From the line with "module in the photo above." through the final line, transcribe the material below character for character; include no other lines.

====== Material for this task

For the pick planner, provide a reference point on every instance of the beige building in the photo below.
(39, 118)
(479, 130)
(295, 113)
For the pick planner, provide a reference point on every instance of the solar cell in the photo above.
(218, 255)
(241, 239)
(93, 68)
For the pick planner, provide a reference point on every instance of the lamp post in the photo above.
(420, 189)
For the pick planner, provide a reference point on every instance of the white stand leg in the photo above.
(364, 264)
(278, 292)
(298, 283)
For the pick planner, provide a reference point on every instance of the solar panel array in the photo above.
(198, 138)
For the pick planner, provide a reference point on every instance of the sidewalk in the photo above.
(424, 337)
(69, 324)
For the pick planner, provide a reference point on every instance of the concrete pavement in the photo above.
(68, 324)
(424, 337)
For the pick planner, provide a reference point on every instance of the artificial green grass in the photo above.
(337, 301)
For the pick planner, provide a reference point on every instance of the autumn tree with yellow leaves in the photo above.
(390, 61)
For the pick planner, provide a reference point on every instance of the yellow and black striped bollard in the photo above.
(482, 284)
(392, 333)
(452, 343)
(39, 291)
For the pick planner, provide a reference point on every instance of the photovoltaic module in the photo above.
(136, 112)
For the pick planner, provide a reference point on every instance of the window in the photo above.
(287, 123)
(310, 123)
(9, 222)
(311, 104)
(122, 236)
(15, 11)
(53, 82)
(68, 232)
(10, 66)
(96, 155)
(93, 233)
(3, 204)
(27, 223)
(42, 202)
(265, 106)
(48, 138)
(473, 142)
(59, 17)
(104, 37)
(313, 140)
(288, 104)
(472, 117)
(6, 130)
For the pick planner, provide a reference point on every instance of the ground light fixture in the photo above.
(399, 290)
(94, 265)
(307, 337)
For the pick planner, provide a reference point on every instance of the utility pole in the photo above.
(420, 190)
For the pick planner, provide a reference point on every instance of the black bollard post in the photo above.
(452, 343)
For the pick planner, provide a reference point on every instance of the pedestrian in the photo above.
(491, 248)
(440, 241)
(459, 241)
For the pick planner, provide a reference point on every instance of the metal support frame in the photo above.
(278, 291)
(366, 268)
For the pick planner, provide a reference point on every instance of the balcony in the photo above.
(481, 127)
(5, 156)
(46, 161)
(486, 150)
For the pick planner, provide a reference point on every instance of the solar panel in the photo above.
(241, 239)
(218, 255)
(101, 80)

============

◆ **Result below**:
For the pick planner, provide a reference point on every instance of the photovoltaic module in the photo above.
(136, 112)
For the pick planner, provide a reference point on every instance of the window in the photo above.
(287, 123)
(310, 123)
(9, 222)
(311, 104)
(122, 236)
(15, 11)
(53, 82)
(68, 232)
(10, 66)
(96, 155)
(93, 233)
(3, 204)
(27, 223)
(42, 202)
(265, 106)
(48, 138)
(473, 142)
(59, 17)
(104, 37)
(313, 140)
(288, 104)
(472, 117)
(6, 130)
For the pick planner, provide a reference point on every instance of the ground light fixture in the photo above.
(399, 290)
(94, 265)
(307, 337)
For the pick planner, provide a reference point on every instance of the utility pole in the photo above.
(420, 190)
For the pick planner, provide a reference point on every instance of the black bollard post in the photo above.
(452, 343)
For the pick planner, provide a reference point on every instance of the pedestrian in the photo above.
(491, 248)
(440, 241)
(459, 241)
For the pick planner, provide a reference point on every instance of the metal support frame in the photo above.
(278, 291)
(366, 268)
For the pick planner, provide a reference point on every instance of the balcony in the photo above.
(481, 127)
(5, 156)
(46, 161)
(486, 150)
For the pick planner, provide a reference point on every instance of the solar panel in the photo above.
(241, 239)
(218, 255)
(101, 80)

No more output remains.